=== Source text ===
Wednesday, June 25, 2008

Humanity At Stake

Earlier today I was at a local bubble tea shop (Meesum for you local readers) with some friends and we started talking about the current state of Taiwan. Obviously bringing up the lackluster TAIEX of late, and also the concessions President Ma has made in one month. Turns out that we were talking louder than we thought and a Caucasian girl overheard our conversation and stepped into the shop and asked if she could hear our views on the subject. We briefly described where we stood, one of my friends also on the DPP side, and the other leaning KMT.

The girl proceeded to describe where her curiosity stems from- that being that her girlfriend is from Taiwan and that her girlfriend's mom and dad had opposing views (DPP for mom, KMT for dad). She seemed genuinely interested in learning more about the history and complications of Taiwan and so I took the chance to recommend a book that I just recently read as well, "Humanity At Stake: China's Aggression, Taiwan's Democracy, and 23 Million Citizens' Human Rights to Self-Determination," written by Abe Young. She says she will be starting at the University of Washington in the fall, so perhaps we'll run into her again and see if she has formed her own views by then. Looking back, that situation almost closely resembled what the book, Humanity at Stake, is about- a dialogue between an American, a Taiwanese, and a Chinese. Except, in our case it was an American, a DPP, and a KMT.
===
Stated goal 1:
Reproduce the stretch of the blog post on Taiwan from "The girl proceeded" through "DPP, and a KMT." word for word.
Stated goal 2:
Condense the paragraph of the blog post on Taiwan that begins "Earlier today I was at a local bubble tea shop" into a short bulleted list that keeps its main facts.
=== Data ===
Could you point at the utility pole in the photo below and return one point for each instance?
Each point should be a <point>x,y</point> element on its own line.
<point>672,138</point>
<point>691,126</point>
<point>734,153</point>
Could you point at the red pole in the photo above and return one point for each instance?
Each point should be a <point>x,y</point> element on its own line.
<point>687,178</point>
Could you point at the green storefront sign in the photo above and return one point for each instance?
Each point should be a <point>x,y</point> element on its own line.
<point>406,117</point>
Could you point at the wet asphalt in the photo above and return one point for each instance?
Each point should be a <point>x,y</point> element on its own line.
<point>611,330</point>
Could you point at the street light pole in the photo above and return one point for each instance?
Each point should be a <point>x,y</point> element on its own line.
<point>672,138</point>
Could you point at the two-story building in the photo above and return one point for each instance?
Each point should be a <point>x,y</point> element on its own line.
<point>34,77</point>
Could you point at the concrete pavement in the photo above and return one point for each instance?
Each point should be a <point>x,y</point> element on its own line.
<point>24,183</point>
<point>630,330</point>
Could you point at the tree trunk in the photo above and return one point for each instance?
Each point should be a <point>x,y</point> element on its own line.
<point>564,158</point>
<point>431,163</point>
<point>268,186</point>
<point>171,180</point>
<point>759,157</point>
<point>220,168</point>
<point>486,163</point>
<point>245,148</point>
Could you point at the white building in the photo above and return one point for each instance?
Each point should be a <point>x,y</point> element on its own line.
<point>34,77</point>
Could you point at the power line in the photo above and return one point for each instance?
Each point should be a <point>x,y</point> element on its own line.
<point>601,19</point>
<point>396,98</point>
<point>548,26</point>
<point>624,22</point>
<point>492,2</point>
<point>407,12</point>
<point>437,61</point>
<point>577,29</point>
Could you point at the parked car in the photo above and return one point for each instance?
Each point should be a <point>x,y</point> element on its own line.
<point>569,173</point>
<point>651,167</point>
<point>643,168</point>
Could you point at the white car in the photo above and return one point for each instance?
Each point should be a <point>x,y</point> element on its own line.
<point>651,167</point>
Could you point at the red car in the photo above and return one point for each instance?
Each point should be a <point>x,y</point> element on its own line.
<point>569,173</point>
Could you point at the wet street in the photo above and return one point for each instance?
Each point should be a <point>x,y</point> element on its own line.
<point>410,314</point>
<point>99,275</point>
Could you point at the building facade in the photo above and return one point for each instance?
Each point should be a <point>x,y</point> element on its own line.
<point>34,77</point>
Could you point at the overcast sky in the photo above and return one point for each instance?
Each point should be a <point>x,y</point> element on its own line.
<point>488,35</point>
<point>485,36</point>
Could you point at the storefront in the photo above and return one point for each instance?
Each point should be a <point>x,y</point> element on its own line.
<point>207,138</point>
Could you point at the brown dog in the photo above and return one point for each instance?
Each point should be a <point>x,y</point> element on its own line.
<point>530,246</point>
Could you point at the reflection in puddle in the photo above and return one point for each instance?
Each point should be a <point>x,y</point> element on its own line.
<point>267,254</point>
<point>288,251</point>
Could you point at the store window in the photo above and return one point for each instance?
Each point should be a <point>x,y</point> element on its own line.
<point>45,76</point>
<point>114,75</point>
===
Task solution 1:
The girl proceeded to describe where her curiosity stems from- that being that her girlfriend is from Taiwan and that her girlfriend's mom and dad had opposing views (DPP for mom, KMT for dad). She seemed genuinely interested in learning more about the history and complications of Taiwan and so I took the chance to recommend a book that I just recently read as well, "Humanity At Stake: China's Aggression, Taiwan's Democracy, and 23 Million Citizens' Human Rights to Self-Determination," written by Abe Young. She says she will be starting at the University of Washington in the fall, so perhaps we'll run into her again and see if she has formed her own views by then. Looking back, that situation almost closely resembled what the book, Humanity at Stake, is about- a dialogue between an American, a Taiwanese, and a Chinese. Except, in our case it was an American, a DPP, and a KMT.

Task solution 2:
- The writer was with friends at Meesum, a local bubble tea shop, talking about the current state of Taiwan.
- Topics included the recent lackluster TAIEX and the concessions President Ma had made in one month.
- They were louder than they realized, and a Caucasian girl who overheard them came into the shop and asked to hear their views.
- They briefly explained their positions: the writer and one friend on the DPP side, the other friend leaning KMT.